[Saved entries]
———

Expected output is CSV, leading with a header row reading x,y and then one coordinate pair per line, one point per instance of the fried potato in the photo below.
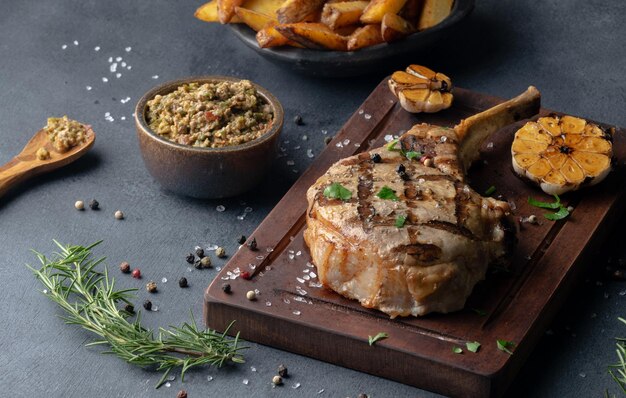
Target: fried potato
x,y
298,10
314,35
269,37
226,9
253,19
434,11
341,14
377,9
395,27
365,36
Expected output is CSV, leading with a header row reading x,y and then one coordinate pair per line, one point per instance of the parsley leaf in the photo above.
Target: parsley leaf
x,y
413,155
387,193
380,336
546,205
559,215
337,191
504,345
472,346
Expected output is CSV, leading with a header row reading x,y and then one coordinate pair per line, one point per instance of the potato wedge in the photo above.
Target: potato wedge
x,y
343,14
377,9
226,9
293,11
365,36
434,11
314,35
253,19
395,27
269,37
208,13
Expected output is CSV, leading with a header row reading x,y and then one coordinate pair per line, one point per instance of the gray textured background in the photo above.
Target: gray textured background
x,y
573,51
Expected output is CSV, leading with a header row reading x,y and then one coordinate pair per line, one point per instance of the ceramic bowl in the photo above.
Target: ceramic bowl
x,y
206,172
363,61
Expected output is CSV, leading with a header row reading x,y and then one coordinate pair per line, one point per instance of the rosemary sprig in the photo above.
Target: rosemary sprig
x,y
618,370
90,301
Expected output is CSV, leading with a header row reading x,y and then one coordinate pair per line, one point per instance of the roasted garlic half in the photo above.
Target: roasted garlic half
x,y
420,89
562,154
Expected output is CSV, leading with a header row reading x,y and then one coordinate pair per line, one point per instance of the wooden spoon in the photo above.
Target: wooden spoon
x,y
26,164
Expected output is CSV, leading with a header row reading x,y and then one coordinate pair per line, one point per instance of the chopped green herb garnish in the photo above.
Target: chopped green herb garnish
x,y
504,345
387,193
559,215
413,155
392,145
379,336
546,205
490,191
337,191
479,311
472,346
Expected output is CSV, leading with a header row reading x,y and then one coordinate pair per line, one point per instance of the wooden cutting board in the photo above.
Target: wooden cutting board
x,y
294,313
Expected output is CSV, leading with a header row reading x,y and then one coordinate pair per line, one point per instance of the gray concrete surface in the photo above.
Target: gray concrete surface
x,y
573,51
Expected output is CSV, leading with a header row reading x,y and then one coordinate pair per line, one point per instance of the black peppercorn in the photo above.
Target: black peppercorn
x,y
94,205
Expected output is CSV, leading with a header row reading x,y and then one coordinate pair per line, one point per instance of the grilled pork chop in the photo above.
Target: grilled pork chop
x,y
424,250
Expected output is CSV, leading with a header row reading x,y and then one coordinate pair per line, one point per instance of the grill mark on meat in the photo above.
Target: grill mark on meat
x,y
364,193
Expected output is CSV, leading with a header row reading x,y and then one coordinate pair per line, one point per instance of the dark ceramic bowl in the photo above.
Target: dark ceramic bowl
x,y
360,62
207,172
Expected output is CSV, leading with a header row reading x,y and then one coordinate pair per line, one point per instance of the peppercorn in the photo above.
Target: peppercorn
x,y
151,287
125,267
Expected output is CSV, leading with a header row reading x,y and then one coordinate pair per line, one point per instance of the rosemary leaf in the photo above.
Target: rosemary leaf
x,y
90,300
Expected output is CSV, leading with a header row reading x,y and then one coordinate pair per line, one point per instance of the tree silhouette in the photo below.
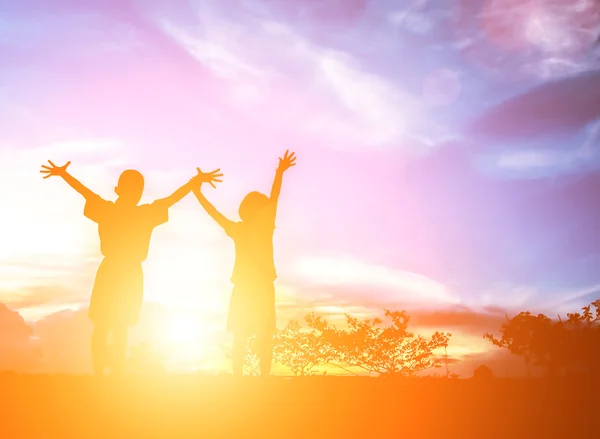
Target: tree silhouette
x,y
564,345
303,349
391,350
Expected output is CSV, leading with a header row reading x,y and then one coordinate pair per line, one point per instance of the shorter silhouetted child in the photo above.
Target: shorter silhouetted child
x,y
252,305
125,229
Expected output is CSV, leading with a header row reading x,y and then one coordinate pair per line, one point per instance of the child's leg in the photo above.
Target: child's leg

———

▶ _WORK TO COMPLETE_
Copy all the data exactly as written, but skip any picture.

▶ _TASK ANSWER_
Expected output is CSV, leading with a header row reading x,y and then one coordinate pair per line, one point per instance of the fried potato in the photo below.
Target: fried potato
x,y
298,10
314,35
269,37
226,9
253,19
434,11
341,14
377,9
395,27
365,36
Expected output is CSV, leading with a header row reading x,y and then one coordinate pair per line, one point per instance of the parsley leaf in the photo above.
Target: parsley leaf
x,y
413,155
387,193
380,336
546,205
559,215
337,191
504,345
472,346
Expected output is CSV, leading with a header row reading x,y and then one coordinate pair per line, one point per instance of the potato wedge in the photo above.
Target: potato wedge
x,y
343,14
377,9
226,9
293,11
365,36
434,11
314,35
253,19
395,27
269,37
208,13
Expected output is CSV, leading with a header row reading x,y and then one coordinate pair per line, one point per instance of the gray textured background in the photo above.
Target: gray textured background
x,y
573,51
Expected output is CSV, leading with a header row reading x,y and then one coordinate pair per line, one point per instance of the ceramic bowl in the photo above.
Target: ceramic bowl
x,y
206,172
363,61
Expected output is CSV, leading with a header row reading x,y and then one coordinate pair per line, one point per instance of the rosemary sprig in the photo above.
Target: rosemary sprig
x,y
618,370
90,301
Expected output is CSV, leading with a header row reading x,y and then one coordinate pair per line, one point per instance of the roasted garlic half in the photo above.
Target: roasted garlic half
x,y
420,89
562,154
Expected output is CSV, leading with a header row reading x,y and then one coordinate pair per line, one point per instance of the wooden spoon in the photo above.
Target: wooden spoon
x,y
26,164
Expected output is CSV, leading with a header row reading x,y and then one coordinate pair per line, one point per instance of the chopped green herb garnish in the photo above.
Target: chopped green herb garnish
x,y
504,345
387,193
559,215
413,155
392,145
379,336
546,205
490,191
337,191
479,311
472,346
Expected output is CSV, leading with a header row reading x,y and then one coordinate pair per line, one point per instance of the wooden cutting board in the photo above.
Target: wooden cutting board
x,y
294,313
Expected output is CSV, leading with a header row reading x,y and then one coordinate pair per line, one point per instance of the gray concrete surface in the photo above.
Target: gray concrete surface
x,y
573,51
Expected output is CSV, leading with a header row reading x,y and then one coordinate pair per line, one point per instance of the black peppercorn in the photo above.
Target: black peppercorn
x,y
94,205
Expected output is CSV, leading with a header row reading x,y and then one coordinate pair per line, one point per instance of the grilled pork chop in the photo above.
Target: grilled pork chop
x,y
424,250
Expected output is CSV, leading with a header row reading x,y and then one coordinate pair per line, one point per instance of the grill mark on meat in the photo above.
Target: grill mark on meat
x,y
364,193
Expected output is CSV, leading with a header row reading x,y and then one coordinate pair per line, one point per instance of the dark ceramic bowl in the photo above.
Target: dark ceramic bowl
x,y
360,62
207,172
Expected output is CSV, leading with a header row reading x,y and then one coordinate pair per line, one point per instance of the peppercorn in the photo above.
Target: peppercorn
x,y
151,287
125,267
Expected output is CSV, leading with a header row reading x,y and then one coordinate pair per line, one point per instance of the rosemary leaf in the photo above.
Target: rosemary leaf
x,y
90,300
Expected output is CSV, leading with a header row reading x,y and then one coordinate pair per line, one point per instance of the tree silhouette in the photo below.
Target: tree silhouette
x,y
564,345
303,349
391,350
Expected output is CSV, leading with a header row reading x,y and then one coordinate pair per line, one point per instance of the shorter silhouetted child in the photo above.
Target: shorter silhouetted child
x,y
252,305
125,229
Expected output is CSV, leading with a header row reading x,y and then one coordinate pair per line, one point per instance of the child's leg in the photo above.
Target: child's leg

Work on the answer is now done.